Repeat the lines beginning at the one with "Teacher note to the class: pick out the chin" and running to the end of the material, keeping the first and last of them, exactly as they appear.
━━ Record excerpts
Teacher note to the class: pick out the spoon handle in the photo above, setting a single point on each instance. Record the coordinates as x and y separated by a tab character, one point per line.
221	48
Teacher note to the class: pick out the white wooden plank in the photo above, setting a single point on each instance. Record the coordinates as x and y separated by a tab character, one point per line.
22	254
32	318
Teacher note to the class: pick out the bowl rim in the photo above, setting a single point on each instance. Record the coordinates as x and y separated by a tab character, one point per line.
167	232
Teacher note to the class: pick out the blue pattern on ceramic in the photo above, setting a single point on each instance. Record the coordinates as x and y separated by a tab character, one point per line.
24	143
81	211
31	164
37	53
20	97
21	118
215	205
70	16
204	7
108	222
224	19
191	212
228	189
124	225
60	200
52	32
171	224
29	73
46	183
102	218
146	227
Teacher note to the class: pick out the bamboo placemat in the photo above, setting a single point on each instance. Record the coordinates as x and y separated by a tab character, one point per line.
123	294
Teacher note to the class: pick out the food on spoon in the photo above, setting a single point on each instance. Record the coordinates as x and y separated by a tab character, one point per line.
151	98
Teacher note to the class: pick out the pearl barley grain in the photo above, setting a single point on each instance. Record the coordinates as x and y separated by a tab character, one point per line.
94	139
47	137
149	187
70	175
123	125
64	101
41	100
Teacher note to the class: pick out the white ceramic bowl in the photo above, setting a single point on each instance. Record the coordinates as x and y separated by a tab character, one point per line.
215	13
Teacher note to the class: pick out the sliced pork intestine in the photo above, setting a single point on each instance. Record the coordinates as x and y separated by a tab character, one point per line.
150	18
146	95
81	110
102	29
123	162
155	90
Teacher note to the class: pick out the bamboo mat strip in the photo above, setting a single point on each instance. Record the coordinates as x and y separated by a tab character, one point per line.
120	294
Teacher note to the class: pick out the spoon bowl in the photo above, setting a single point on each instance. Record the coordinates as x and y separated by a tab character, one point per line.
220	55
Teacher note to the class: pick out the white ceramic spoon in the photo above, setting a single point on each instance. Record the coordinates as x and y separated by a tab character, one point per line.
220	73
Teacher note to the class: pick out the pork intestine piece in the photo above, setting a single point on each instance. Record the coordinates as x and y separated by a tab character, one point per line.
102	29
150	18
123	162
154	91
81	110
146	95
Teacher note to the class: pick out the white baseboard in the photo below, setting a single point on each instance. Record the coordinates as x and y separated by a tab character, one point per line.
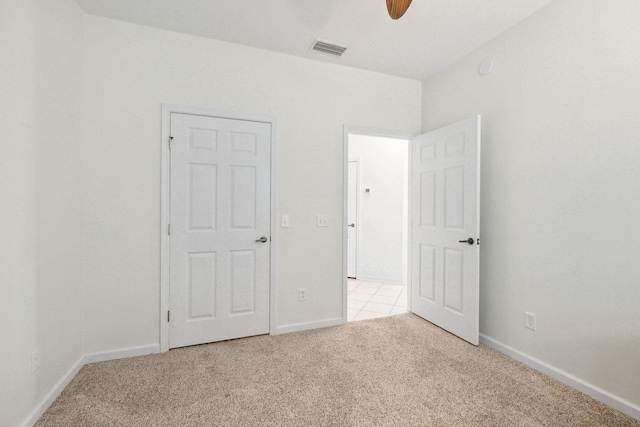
297	327
53	394
589	389
121	354
85	360
381	279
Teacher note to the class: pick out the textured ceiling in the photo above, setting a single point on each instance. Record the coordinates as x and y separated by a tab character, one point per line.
429	37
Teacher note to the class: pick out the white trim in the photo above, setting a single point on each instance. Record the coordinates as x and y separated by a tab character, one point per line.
297	327
167	109
381	279
572	381
356	160
53	394
121	354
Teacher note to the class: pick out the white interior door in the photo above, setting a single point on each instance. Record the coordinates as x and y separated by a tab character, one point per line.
220	229
445	226
352	220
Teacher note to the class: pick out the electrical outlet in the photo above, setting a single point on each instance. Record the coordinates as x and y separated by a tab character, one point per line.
530	320
35	360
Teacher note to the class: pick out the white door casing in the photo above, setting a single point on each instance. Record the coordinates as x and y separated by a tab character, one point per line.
220	207
445	200
352	221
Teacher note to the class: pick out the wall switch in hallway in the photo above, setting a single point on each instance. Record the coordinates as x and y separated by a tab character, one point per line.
530	320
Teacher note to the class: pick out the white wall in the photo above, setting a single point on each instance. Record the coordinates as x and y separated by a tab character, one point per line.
382	217
560	185
40	244
130	71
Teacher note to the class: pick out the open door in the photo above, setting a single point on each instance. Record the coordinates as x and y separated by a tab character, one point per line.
445	228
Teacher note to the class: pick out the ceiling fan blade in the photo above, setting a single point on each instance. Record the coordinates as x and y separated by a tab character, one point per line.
397	8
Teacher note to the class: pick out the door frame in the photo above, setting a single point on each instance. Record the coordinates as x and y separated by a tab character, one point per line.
384	133
165	200
357	214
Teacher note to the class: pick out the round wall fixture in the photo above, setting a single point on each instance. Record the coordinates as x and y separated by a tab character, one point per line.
486	67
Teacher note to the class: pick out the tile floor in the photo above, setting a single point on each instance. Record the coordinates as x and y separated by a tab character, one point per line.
368	300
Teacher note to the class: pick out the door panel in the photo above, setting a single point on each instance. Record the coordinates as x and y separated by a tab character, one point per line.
220	208
445	213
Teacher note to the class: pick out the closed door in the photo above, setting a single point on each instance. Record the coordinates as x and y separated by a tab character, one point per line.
445	228
352	220
219	232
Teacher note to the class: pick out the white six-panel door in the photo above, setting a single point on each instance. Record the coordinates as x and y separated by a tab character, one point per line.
444	215
220	229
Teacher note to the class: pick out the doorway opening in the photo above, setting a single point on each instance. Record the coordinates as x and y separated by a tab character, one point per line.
377	214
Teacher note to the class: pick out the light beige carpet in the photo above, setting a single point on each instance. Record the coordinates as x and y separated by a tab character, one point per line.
396	371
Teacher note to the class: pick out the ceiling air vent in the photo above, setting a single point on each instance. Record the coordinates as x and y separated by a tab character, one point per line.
328	48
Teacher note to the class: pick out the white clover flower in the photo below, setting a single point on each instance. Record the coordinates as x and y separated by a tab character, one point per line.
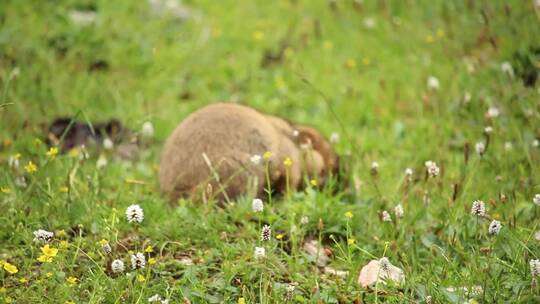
478	208
266	233
260	252
535	267
432	168
138	260
369	22
433	83
256	159
494	227
134	213
257	205
398	211
43	236
507	68
101	162
536	199
108	144
386	216
493	112
334	138
480	148
147	129
117	266
408	174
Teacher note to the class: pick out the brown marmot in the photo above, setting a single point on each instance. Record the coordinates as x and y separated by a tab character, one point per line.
222	144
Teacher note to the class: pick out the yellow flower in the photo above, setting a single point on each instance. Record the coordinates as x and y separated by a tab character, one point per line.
30	167
71	280
328	45
258	35
287	162
10	268
53	151
267	155
350	63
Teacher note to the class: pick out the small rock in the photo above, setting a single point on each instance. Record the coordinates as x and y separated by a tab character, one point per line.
379	271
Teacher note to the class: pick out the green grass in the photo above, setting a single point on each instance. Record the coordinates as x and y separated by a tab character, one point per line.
368	84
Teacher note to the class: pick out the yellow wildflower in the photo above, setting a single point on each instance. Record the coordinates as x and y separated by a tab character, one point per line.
258	35
71	280
287	162
267	155
30	167
10	268
53	151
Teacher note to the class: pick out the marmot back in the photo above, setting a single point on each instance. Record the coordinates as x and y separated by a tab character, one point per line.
214	145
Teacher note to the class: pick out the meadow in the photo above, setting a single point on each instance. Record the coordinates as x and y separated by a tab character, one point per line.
433	106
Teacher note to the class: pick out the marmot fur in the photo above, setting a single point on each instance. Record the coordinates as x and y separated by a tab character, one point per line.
215	144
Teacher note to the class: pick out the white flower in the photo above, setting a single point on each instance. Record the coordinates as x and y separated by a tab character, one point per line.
334	138
257	205
260	252
134	213
101	162
494	227
13	161
386	216
256	159
433	83
535	268
536	199
432	168
147	129
507	68
480	148
138	260
266	233
478	208
408	174
108	144
43	236
117	266
398	211
369	22
493	112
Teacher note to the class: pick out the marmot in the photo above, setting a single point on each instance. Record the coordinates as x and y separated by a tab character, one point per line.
216	145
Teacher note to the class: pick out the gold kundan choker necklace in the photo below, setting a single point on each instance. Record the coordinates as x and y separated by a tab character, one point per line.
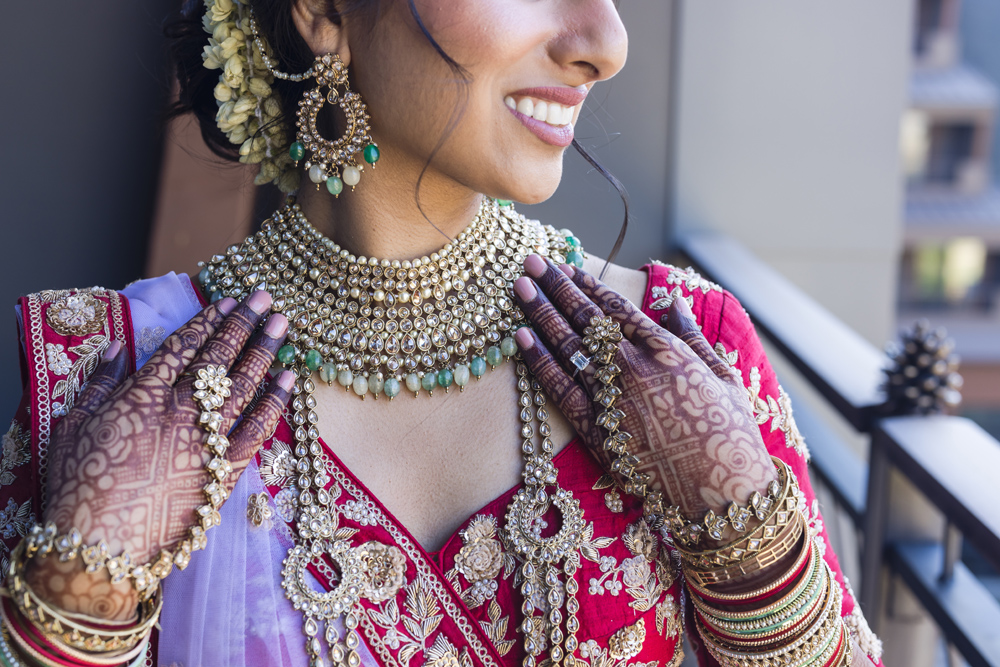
377	326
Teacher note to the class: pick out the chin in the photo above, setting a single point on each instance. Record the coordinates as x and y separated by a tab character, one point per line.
535	187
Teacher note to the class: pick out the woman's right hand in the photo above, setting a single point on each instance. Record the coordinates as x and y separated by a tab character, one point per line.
127	464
━━━━
Answer to this problem:
Teacher note to the class: pick out the chin in the photo above, setting a single point on each instance. Record the coordinates as x and y separated by a tab character, one point per line.
535	187
Teacher note to the class: pick out the woman's right hand in the photo above, setting a single point on each instance. Record the coordinates as x and y separated by a tab character, one point per line.
127	464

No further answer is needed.